━━━ Listed entries ━━━
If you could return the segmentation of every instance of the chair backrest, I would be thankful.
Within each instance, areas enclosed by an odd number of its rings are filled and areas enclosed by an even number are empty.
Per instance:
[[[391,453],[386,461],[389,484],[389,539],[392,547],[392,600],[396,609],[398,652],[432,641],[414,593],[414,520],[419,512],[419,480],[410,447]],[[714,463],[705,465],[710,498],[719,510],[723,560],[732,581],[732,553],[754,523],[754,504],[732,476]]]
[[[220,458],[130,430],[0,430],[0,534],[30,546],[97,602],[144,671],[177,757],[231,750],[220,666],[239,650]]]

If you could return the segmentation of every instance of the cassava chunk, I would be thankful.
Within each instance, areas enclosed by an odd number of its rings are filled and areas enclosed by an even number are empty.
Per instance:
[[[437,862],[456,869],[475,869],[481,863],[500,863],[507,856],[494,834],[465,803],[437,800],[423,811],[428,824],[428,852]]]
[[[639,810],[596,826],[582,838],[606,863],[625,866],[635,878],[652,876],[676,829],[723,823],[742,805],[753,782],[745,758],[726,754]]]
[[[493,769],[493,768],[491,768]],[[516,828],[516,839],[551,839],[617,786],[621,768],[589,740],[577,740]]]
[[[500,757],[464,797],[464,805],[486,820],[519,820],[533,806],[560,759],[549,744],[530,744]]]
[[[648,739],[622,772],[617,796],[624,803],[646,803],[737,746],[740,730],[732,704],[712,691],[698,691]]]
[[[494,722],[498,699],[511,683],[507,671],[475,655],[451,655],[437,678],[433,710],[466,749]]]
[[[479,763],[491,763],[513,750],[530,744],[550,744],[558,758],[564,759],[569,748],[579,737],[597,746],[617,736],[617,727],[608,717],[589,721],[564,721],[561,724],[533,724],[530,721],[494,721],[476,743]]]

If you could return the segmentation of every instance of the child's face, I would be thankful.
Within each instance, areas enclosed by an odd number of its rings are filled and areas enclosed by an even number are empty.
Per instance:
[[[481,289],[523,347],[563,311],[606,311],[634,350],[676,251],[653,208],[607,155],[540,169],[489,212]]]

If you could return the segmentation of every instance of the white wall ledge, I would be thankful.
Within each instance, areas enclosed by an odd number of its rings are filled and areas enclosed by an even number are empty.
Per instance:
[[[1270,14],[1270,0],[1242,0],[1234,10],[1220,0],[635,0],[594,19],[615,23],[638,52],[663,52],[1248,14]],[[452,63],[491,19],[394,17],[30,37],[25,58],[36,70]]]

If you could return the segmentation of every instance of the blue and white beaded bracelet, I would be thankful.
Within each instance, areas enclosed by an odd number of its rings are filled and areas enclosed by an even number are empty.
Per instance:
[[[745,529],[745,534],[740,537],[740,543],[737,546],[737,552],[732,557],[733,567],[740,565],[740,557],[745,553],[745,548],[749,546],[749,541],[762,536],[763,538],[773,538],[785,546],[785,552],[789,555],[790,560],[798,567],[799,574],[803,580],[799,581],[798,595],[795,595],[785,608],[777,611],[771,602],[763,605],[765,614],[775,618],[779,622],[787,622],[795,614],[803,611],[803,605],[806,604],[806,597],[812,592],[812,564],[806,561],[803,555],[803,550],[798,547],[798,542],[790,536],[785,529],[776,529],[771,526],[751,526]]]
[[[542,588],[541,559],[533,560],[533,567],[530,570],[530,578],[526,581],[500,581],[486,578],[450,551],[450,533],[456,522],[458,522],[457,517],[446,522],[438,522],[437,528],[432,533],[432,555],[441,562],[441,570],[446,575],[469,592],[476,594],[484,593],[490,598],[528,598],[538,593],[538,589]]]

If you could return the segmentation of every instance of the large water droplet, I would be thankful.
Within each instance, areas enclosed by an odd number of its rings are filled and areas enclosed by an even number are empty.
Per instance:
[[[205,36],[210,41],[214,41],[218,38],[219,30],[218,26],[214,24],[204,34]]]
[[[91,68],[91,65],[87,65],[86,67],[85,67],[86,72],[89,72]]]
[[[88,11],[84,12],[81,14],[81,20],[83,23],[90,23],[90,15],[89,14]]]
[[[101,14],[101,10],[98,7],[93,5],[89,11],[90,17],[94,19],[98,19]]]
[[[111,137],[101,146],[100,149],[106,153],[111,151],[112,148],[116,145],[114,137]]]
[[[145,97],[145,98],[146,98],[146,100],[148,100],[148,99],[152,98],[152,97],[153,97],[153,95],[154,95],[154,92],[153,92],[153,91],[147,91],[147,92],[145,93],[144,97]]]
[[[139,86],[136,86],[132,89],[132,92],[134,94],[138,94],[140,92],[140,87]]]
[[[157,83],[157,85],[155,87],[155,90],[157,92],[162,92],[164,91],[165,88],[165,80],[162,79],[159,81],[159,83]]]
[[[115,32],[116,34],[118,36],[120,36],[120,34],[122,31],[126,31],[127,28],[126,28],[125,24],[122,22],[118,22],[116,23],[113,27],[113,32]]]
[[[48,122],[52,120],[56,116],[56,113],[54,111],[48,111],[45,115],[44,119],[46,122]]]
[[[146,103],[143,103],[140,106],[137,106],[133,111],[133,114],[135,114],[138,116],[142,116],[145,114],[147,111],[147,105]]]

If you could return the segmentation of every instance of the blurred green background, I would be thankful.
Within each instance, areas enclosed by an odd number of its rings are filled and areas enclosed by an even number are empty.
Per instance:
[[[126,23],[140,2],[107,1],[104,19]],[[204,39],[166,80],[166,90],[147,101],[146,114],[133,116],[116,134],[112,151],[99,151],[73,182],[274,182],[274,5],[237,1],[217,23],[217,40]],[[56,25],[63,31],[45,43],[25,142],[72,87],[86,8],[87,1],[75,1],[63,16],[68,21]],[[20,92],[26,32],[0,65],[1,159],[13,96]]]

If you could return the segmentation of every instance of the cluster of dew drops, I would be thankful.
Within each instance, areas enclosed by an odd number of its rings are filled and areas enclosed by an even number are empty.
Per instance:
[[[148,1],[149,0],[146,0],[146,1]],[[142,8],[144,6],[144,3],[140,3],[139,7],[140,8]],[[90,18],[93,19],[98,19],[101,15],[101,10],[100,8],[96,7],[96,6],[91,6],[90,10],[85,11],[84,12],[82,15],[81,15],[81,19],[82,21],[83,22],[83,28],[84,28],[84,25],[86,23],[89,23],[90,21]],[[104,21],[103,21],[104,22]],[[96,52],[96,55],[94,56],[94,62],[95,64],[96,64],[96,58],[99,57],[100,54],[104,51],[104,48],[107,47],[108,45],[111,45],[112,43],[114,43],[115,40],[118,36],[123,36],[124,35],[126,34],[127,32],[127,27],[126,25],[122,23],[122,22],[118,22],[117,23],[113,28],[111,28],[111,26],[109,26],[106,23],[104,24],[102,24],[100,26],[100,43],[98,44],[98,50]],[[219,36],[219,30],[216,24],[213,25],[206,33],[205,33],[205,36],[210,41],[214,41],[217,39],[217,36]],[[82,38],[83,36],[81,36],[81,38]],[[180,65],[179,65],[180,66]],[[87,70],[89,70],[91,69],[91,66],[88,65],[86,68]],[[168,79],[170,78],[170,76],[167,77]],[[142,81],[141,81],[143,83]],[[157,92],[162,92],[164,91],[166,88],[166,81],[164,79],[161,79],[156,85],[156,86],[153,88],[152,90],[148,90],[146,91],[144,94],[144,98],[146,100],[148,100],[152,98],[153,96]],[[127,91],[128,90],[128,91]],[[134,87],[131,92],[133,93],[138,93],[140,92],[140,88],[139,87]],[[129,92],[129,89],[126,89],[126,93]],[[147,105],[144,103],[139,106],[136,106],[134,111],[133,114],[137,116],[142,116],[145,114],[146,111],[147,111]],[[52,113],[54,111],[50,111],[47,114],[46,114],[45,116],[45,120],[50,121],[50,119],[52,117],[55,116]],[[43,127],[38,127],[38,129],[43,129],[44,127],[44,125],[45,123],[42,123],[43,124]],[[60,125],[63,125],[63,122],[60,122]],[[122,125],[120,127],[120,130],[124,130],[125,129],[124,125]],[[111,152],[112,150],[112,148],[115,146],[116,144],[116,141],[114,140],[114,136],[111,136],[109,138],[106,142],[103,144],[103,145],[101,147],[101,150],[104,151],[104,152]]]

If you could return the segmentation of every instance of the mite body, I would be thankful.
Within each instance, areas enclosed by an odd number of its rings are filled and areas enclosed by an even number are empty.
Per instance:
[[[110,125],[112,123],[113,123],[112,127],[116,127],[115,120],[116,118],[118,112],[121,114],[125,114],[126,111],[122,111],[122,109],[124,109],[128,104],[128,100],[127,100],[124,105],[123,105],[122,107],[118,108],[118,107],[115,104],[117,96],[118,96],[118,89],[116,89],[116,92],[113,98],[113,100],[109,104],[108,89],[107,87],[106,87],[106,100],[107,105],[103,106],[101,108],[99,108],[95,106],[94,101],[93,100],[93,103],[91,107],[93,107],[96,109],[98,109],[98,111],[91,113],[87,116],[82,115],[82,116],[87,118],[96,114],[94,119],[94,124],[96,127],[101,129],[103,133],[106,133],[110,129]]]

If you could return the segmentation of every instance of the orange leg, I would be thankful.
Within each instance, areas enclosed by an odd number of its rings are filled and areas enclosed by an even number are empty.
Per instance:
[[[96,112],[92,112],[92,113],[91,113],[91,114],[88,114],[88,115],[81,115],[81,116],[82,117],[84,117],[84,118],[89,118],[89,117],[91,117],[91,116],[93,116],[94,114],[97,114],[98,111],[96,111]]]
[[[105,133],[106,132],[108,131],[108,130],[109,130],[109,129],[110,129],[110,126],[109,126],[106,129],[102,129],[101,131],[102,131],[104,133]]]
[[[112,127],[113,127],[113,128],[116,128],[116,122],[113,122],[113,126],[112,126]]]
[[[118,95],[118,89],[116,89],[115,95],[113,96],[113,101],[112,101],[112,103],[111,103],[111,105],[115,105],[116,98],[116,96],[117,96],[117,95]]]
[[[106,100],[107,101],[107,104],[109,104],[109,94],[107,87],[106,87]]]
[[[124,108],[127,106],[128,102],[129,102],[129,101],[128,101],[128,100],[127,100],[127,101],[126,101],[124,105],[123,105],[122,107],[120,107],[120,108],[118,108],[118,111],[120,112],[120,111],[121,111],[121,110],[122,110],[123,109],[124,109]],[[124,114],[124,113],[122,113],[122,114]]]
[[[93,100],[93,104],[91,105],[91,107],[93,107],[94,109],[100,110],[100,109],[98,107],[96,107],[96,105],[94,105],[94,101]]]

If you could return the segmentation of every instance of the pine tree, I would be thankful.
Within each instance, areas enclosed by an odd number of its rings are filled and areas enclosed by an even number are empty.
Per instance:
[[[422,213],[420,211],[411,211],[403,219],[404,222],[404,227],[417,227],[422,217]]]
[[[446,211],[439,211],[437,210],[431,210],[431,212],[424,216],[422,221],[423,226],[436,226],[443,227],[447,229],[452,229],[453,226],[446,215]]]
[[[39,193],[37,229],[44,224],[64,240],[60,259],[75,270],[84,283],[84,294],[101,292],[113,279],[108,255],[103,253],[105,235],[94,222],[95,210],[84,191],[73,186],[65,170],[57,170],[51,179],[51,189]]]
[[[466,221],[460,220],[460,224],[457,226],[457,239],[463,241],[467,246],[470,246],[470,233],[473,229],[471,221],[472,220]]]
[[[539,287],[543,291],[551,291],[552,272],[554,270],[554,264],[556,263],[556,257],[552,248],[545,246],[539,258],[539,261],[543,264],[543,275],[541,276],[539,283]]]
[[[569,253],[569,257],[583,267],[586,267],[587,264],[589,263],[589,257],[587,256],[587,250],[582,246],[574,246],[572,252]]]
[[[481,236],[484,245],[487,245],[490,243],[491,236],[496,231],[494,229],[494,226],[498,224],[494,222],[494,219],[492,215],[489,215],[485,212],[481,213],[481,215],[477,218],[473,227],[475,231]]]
━━━
_Task goal_
Restate word for word the lines from the one holding "tree, I would be thankful." to the end of the listing, both ends included, and nothing more.

_Problem solution_
If you could return the segmentation of every instance of the pine tree, I would be thankful.
Within each instance, areas enclosed by an odd number of its rings are filled and areas enclosed by an even number are empty.
Per instance:
[[[422,213],[420,211],[411,211],[403,219],[404,222],[404,227],[417,227],[422,217]]]
[[[446,211],[439,211],[437,210],[431,210],[431,212],[424,216],[422,221],[423,226],[436,226],[443,227],[447,229],[452,229],[453,226],[446,215]]]
[[[39,193],[37,229],[44,224],[64,240],[60,259],[75,270],[84,283],[84,294],[101,292],[113,279],[108,255],[103,253],[105,235],[94,222],[95,210],[84,191],[73,186],[65,170],[57,170],[51,179],[51,189]]]
[[[466,221],[460,220],[460,224],[457,226],[457,239],[463,241],[467,246],[470,246],[470,233],[473,229],[471,221],[472,220]]]
[[[539,287],[543,291],[551,291],[552,272],[554,270],[554,264],[556,263],[556,257],[552,248],[545,246],[539,258],[539,261],[543,264],[543,275],[541,276],[539,283]]]
[[[569,253],[569,257],[583,267],[586,267],[587,264],[589,263],[589,257],[587,256],[587,250],[582,246],[574,246],[572,252]]]
[[[481,236],[484,245],[487,245],[490,243],[491,236],[496,231],[494,229],[494,226],[498,224],[494,222],[494,219],[492,215],[489,215],[485,212],[481,213],[481,215],[477,218],[473,227],[475,231]]]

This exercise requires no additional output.